● Your objective
Transcribe the data word for word, starting at the line that contains "Query: spectator in stands" and continuing through the final line of the data, with both of those lines included.
+++ Entries supplied +++
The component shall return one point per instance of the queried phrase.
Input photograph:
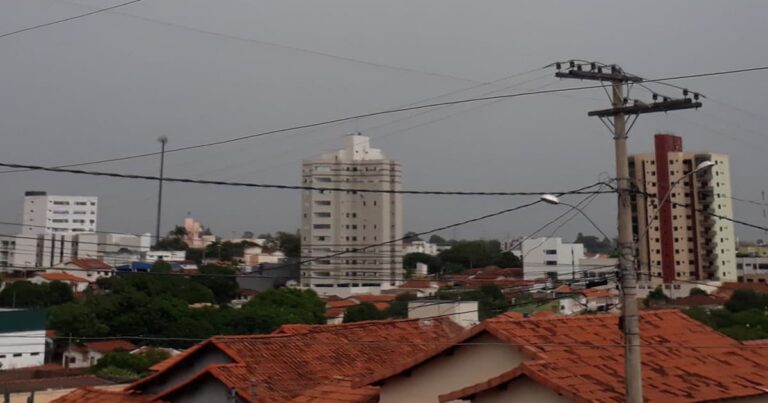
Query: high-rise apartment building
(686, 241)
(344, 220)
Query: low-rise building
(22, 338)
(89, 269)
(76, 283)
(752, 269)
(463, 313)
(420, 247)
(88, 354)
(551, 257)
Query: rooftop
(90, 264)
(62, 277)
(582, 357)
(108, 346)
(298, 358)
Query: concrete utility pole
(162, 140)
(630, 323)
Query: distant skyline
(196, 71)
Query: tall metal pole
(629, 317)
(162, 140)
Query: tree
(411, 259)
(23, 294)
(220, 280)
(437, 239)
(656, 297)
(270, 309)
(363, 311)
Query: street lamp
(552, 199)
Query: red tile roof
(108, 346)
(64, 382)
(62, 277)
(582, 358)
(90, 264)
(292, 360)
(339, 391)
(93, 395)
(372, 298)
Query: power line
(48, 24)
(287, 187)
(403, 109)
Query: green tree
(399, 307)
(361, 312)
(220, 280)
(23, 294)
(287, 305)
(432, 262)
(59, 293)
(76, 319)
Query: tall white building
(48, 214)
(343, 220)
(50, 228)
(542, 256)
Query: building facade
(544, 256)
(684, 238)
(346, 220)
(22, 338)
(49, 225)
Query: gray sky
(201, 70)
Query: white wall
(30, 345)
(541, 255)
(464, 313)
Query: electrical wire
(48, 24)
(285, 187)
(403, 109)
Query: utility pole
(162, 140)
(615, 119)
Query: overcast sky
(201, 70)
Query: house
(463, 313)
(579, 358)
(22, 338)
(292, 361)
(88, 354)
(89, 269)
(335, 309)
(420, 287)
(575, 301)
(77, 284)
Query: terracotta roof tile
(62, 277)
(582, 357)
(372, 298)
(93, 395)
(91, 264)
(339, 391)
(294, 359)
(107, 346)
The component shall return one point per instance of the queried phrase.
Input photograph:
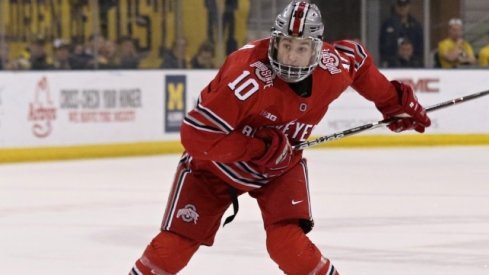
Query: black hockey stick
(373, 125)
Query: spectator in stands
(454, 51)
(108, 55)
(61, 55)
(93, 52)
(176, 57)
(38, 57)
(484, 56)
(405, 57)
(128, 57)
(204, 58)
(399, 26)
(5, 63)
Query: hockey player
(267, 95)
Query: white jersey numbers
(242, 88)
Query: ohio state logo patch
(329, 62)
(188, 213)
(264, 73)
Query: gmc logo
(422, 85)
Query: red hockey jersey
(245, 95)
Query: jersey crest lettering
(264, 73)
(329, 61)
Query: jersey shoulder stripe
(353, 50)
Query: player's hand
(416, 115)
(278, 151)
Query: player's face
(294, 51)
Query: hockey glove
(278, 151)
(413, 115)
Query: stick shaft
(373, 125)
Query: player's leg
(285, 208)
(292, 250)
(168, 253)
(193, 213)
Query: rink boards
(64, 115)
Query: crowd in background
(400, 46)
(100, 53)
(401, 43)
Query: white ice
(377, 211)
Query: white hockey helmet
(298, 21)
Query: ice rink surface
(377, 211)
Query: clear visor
+++
● Output below
Query: spectator in stands
(454, 51)
(108, 55)
(61, 55)
(93, 52)
(176, 57)
(38, 57)
(484, 56)
(405, 57)
(128, 57)
(204, 58)
(399, 26)
(5, 63)
Query: hockey player
(267, 95)
Query: white jersey numbers
(242, 88)
Query: ohio state logo patch
(329, 62)
(188, 213)
(264, 73)
Query: gmc logo
(422, 85)
Query: red hockey jersey
(245, 95)
Query: jersey crest lettering
(264, 73)
(329, 61)
Query: jersey shoulder stripe
(353, 50)
Query: player's hand
(416, 115)
(278, 151)
Query: player's face
(294, 51)
Query: hockey glove
(278, 151)
(413, 115)
Query: stick shaft
(373, 125)
Query: player's leg
(285, 208)
(292, 250)
(168, 253)
(193, 213)
Query: rink boards
(64, 115)
Query: crowd in background
(400, 46)
(100, 53)
(401, 43)
Query: white ice
(377, 211)
Query: white hockey helmet
(298, 21)
Query: ice rink surface
(377, 211)
Query: clear visor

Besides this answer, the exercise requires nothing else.